* _Record list_:
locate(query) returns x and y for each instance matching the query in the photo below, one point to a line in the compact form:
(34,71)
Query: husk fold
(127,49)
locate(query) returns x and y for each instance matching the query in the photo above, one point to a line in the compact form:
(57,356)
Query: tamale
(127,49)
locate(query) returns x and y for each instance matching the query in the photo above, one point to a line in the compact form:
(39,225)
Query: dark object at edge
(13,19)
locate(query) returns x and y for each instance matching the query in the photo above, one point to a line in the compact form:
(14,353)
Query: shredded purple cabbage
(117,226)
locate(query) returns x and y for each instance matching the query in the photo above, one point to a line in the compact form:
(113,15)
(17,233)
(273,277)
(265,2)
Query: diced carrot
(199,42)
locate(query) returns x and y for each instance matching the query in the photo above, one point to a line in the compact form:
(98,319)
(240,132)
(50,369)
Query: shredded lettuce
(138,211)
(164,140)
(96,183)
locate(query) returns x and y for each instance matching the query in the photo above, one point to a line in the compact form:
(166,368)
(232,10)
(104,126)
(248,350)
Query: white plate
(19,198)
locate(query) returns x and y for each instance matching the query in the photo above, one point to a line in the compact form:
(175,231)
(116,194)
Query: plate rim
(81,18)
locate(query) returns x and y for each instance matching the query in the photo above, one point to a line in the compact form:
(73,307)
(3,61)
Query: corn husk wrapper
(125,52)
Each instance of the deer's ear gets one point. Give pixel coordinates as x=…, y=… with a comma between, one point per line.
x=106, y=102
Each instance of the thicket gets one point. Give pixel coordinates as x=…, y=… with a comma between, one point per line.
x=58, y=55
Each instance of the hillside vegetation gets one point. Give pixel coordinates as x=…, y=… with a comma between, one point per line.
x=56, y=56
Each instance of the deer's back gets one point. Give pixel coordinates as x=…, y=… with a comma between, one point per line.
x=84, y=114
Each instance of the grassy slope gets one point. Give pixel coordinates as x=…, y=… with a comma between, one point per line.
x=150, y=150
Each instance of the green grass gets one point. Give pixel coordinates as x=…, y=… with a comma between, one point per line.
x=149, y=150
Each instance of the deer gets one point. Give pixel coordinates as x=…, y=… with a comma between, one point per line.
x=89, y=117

* _Written instruction_: Copy all of the rows above verbatim, keeping every line, character, and line break unchanged.

* _Answer to this task_:
locate(query) returns x and y for each instance matching the query in the photo below, one point to a line in the compact form:
(34,71)
Query: husk fold
(127,49)
locate(query) returns x and y for each instance matching the query in the photo above, one point to a line in the compact form:
(57,356)
Query: tamale
(127,49)
locate(query) returns x and y for each instance matching the query in the photo above, one point to a line in the compact form:
(39,225)
Query: dark object at edge
(13,19)
locate(query) returns x and y for each instance matching the query in the photo above, one point to a line in the compact form:
(14,353)
Query: shredded purple cabbage
(117,226)
locate(query) returns x and y for each instance matching the query in the photo above, one point to a line in the compact form:
(113,15)
(17,233)
(273,277)
(265,2)
Query: diced carrot
(199,42)
locate(query) returns x and y for each instance matching the query in the photo above, one point to a line in the compact form:
(98,319)
(240,132)
(50,369)
Query: shredded lettuce
(138,211)
(164,140)
(96,183)
locate(query) returns x and y for each instance matching the query in the photo above, one point to a line in the compact form:
(166,368)
(232,10)
(104,126)
(248,350)
Query: white plate
(19,198)
locate(query) returns x and y for each instance matching the query in the photo above, one point to a line in the compact form:
(175,231)
(116,194)
Query: plate rim
(81,18)
locate(query) returns x and y for each instance matching the query in the photo above, one point to a line in the compact form:
(73,307)
(3,61)
Query: corn husk wrapper
(125,52)
Each instance of the deer's ear gets one point. Give pixel coordinates as x=…, y=… with a comma between, one point per line.
x=106, y=102
Each instance of the thicket gets one point. Give pixel coordinates as x=…, y=… with a comma between, one point per line.
x=58, y=55
Each instance of the hillside vegetation gets one point. Give pixel coordinates as x=…, y=… with a comma between, one point per line.
x=56, y=56
Each instance of the deer's back gets one point. Give pixel coordinates as x=…, y=… with a comma between, one point per line.
x=84, y=114
Each instance of the grassy slope gets one point. Give pixel coordinates as x=…, y=… with a comma between, one point per line.
x=150, y=150
Each instance of the green grass gets one point. Give pixel coordinates as x=…, y=… with a comma between, one point per line.
x=149, y=150
Each instance of the deer gets one point. Give pixel coordinates as x=…, y=… with a comma between, one point per line.
x=89, y=117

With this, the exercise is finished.